__BRANO DEL DOCUMENTO__

»»

È stata una bella giornata, anche se poi il mio ruolo – ontologicamente opposto a quello dello studente – ha fatto sì che quel che prima era un idillio diventasse un mezzo trauma per loro causa verifica di storia.
Doveva essere riparatrice di una già svolta in precedenza ma andata male per tutti, invece ha finito per essere il colpo di grazia. Pianti e disperazione in classe.
Mentre ci godevamo il sole e quei 50 minuti di spensieratezza pre-compito, ci siamo fatti delle foto.
Una ragazza mi viene incontro e mi chiede:
“Prof, ma è sicuro che lei non ci sarà a settembre?”
“Purtroppo, sì” – le rispondo.
“Ma neanche se chiede alla preside?”, il suo sguardo si era fatto interrogativo e perplesso: come può un prof non andare dalla preside a chiedere di rimanere a settembre, non è forse lei che decide tutto a scuola?
“Purtroppo non posso…”

««

__VOCI DEL DATASET__
»»

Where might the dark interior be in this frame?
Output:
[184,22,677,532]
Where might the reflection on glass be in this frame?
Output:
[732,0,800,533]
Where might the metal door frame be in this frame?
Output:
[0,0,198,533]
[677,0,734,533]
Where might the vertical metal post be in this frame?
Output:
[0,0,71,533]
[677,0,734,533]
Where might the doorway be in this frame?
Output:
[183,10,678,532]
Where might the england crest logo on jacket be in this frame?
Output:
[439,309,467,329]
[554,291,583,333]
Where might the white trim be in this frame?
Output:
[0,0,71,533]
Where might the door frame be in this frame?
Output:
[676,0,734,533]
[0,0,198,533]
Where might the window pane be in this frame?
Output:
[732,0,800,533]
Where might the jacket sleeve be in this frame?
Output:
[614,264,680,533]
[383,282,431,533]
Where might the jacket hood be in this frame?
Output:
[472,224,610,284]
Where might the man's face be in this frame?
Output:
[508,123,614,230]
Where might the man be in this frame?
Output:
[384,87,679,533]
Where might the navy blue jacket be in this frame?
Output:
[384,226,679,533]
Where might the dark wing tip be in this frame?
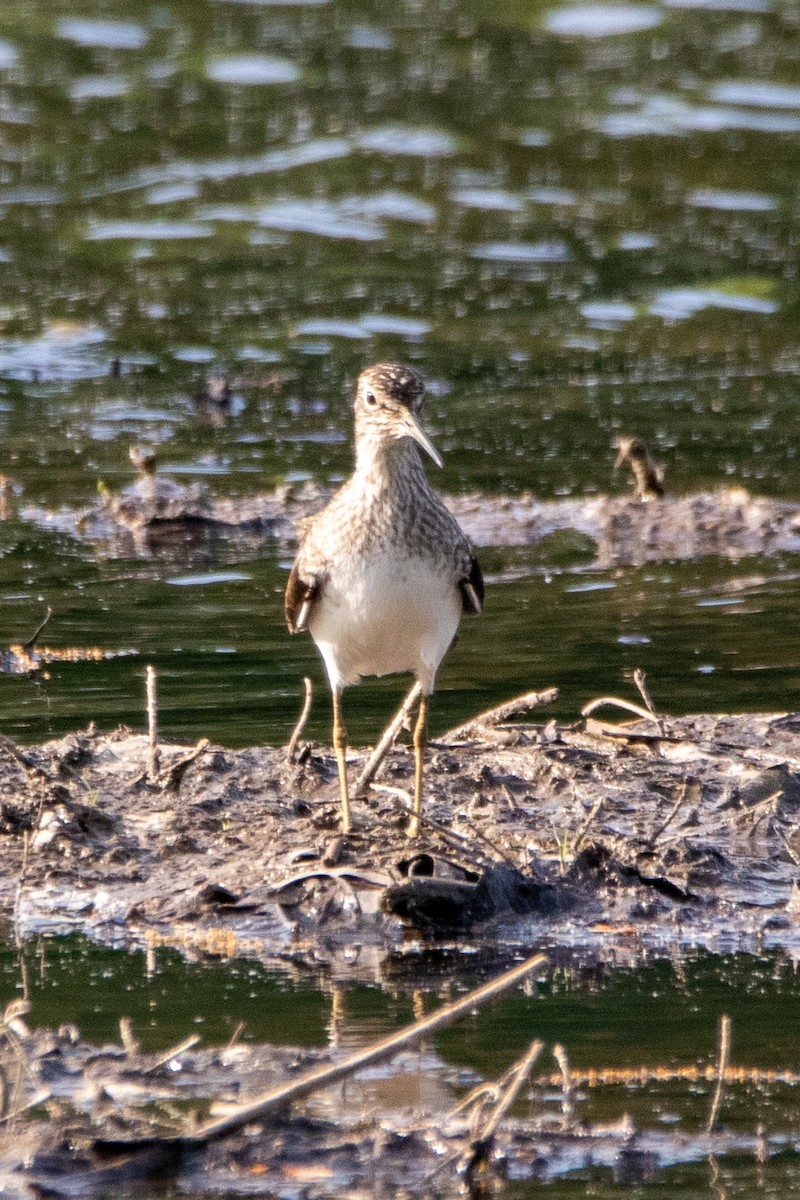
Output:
[459,554,483,613]
[283,563,318,634]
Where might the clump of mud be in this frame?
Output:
[0,700,800,977]
[20,476,800,566]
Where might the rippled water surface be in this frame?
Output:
[0,0,800,744]
[0,0,800,1195]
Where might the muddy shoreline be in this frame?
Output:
[0,700,800,978]
[19,479,800,568]
[0,713,800,1200]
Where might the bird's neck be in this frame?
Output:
[354,434,428,490]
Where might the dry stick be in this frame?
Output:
[372,784,515,866]
[633,667,667,733]
[772,824,800,866]
[467,1038,543,1180]
[142,1026,205,1075]
[146,666,161,784]
[287,676,314,762]
[581,696,661,732]
[568,796,606,854]
[158,738,211,790]
[648,776,690,846]
[353,683,422,797]
[553,1042,575,1129]
[23,605,53,654]
[437,688,559,742]
[705,1016,730,1133]
[134,954,547,1146]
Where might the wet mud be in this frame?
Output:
[0,700,800,978]
[0,709,800,1198]
[20,478,800,566]
[0,1014,796,1200]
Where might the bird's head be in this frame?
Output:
[355,362,443,467]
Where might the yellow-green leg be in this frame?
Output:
[332,689,350,833]
[407,695,429,838]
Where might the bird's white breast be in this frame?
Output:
[308,551,462,694]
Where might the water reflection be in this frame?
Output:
[0,0,800,743]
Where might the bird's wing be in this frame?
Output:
[283,558,320,634]
[458,554,483,613]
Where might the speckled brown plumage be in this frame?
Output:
[285,362,483,828]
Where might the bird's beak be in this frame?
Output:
[399,409,444,467]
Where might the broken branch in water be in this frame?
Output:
[146,665,160,784]
[372,784,513,866]
[633,667,667,733]
[94,954,547,1153]
[23,605,53,654]
[465,1038,543,1190]
[581,696,661,732]
[156,738,211,791]
[437,688,559,742]
[705,1016,730,1133]
[287,676,314,762]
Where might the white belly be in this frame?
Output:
[308,554,462,694]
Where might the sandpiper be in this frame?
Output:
[285,362,483,836]
[614,437,666,500]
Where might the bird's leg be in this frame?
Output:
[353,683,422,797]
[407,694,431,838]
[332,688,350,833]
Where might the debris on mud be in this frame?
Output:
[0,700,800,978]
[0,608,137,674]
[20,476,800,566]
[0,955,800,1200]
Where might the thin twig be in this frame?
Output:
[705,1016,730,1133]
[287,676,314,762]
[156,738,211,791]
[437,688,559,742]
[553,1042,575,1130]
[94,954,547,1151]
[581,696,661,732]
[572,796,606,854]
[353,683,422,798]
[0,1092,53,1124]
[772,823,800,866]
[23,605,53,654]
[648,779,690,846]
[146,666,161,784]
[633,667,667,733]
[142,1026,201,1075]
[465,1038,543,1187]
[14,829,30,955]
[372,784,513,866]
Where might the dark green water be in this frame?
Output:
[0,0,800,1196]
[0,936,800,1198]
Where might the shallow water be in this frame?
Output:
[0,0,800,1196]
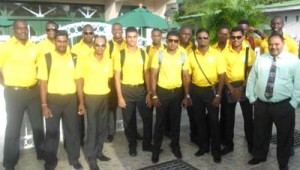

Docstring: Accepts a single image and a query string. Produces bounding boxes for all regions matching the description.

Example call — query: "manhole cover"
[139,159,198,170]
[271,130,300,148]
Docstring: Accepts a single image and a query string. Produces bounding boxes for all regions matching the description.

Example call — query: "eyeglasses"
[83,32,94,35]
[46,27,57,32]
[230,35,243,40]
[197,37,208,40]
[168,39,179,44]
[95,43,106,48]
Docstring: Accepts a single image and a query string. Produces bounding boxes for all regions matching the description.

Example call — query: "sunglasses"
[46,27,57,32]
[230,35,243,40]
[83,32,94,35]
[95,43,106,48]
[197,37,208,40]
[168,39,179,44]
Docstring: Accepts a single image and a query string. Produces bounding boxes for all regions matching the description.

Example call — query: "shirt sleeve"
[37,53,48,80]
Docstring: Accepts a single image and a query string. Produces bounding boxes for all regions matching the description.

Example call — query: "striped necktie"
[265,57,276,99]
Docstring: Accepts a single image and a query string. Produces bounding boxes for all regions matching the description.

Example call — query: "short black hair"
[125,27,138,35]
[45,21,58,29]
[151,28,162,34]
[54,30,69,39]
[268,32,284,42]
[271,15,284,24]
[230,26,244,35]
[196,28,210,36]
[13,19,28,28]
[238,19,249,25]
[167,30,180,39]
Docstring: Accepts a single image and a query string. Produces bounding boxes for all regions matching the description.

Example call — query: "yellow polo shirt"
[144,44,165,68]
[188,47,226,87]
[37,50,79,94]
[211,40,230,52]
[77,54,113,95]
[151,49,189,89]
[0,37,39,87]
[222,43,255,82]
[260,34,298,56]
[114,47,149,85]
[71,39,94,57]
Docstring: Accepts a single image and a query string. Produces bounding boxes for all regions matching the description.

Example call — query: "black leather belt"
[6,84,37,90]
[257,98,291,105]
[122,84,145,88]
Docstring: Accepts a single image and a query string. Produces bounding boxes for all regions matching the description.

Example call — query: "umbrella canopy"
[0,18,13,27]
[107,8,179,29]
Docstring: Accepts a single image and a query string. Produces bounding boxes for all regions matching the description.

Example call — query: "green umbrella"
[107,8,179,29]
[0,18,13,27]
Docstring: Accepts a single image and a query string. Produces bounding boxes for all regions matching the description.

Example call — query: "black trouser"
[45,93,80,165]
[191,85,220,156]
[121,84,153,148]
[253,99,295,168]
[153,86,183,152]
[186,106,198,140]
[220,91,253,151]
[3,86,44,169]
[84,94,108,164]
[107,78,118,135]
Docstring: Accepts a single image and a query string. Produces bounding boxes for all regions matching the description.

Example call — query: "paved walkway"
[0,109,300,170]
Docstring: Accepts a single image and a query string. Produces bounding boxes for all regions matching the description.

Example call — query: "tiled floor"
[0,109,300,170]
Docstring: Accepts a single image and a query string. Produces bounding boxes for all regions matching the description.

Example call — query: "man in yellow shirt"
[212,26,230,52]
[37,31,84,170]
[114,27,153,156]
[189,29,226,163]
[71,24,94,146]
[0,20,44,169]
[260,16,298,56]
[179,26,198,144]
[220,27,254,155]
[105,23,142,142]
[77,36,113,170]
[151,31,191,163]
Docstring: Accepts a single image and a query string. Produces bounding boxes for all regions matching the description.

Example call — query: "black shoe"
[44,162,57,170]
[213,155,222,163]
[151,152,159,164]
[135,132,143,140]
[164,131,171,138]
[142,145,153,152]
[107,135,114,142]
[72,162,83,170]
[129,147,137,157]
[195,149,209,156]
[97,155,110,161]
[221,146,233,155]
[89,163,100,170]
[248,158,266,165]
[172,148,182,159]
[290,146,295,156]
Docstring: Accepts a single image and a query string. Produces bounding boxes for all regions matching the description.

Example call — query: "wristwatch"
[152,95,158,99]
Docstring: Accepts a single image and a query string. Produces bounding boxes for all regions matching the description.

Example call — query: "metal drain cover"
[139,159,198,170]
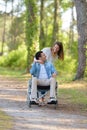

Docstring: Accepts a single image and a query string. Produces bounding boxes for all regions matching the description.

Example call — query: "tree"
[39,0,45,49]
[52,0,59,44]
[74,0,87,79]
[25,0,37,72]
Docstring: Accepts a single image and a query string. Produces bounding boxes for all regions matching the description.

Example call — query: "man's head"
[35,51,46,62]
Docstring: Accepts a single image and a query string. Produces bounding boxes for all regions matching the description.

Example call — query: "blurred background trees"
[0,0,87,79]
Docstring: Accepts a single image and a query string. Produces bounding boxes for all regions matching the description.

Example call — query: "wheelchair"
[27,79,58,109]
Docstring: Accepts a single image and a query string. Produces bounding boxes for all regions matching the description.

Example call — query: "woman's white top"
[42,47,58,63]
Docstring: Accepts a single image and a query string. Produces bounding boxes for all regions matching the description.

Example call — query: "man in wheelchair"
[30,51,57,104]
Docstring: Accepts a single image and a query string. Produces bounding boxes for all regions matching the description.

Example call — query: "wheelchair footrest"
[30,101,39,105]
[47,101,57,104]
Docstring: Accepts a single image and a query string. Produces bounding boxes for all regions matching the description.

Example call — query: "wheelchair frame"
[27,79,58,109]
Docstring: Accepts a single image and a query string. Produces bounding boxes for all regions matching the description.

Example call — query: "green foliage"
[7,15,25,51]
[25,0,38,69]
[0,46,26,69]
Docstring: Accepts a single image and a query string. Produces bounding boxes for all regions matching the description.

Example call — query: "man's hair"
[35,51,43,60]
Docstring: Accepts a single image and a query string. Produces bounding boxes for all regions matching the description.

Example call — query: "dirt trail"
[0,77,87,130]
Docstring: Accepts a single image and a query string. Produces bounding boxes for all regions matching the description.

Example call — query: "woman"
[34,41,64,63]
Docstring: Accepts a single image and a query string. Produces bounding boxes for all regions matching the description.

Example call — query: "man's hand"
[34,60,43,64]
[52,73,57,78]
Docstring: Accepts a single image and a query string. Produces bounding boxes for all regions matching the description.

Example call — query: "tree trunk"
[74,0,87,79]
[51,0,59,44]
[1,1,7,55]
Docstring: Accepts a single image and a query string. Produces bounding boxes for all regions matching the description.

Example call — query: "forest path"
[0,77,87,130]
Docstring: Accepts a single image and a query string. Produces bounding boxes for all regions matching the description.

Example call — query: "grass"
[0,110,13,130]
[58,79,87,112]
[0,68,87,112]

««

__RICHIESTA SCRITTA__
Continua il racconto della giornata trascorsa con la classe, riprendendo subito dopo l'ultima frase riportata.

__RISPOSTA ATTESA__
Hai presente le squadre di calcio? In campo ci sono undici titolari, poi 7-8 riserve che stanno in panchina. Se proprio quelle riserve stanno male, sono tutti infortunati, non riescono a camminare, allora ci sono quelli che stanno negli spogliatoi ad aspettare il loro momento, non sia mai arrivasse il giorno buono. Ecco, io sono uno di quelli negli spogliatoi e quel giorno, per me, è ora. Ma non so mica quando ricapiterà.
Intanto mi godo la mia prima prima superiore, i loro sguardi, le loro risate, i loro occhi e i loro “ciao prof”. Ché qualcuno ancora si sbaglia e mi dà del tu. Io li correggo, loro ci pensano e si scusano, ma poi mi ridicono: “ciao, prof”.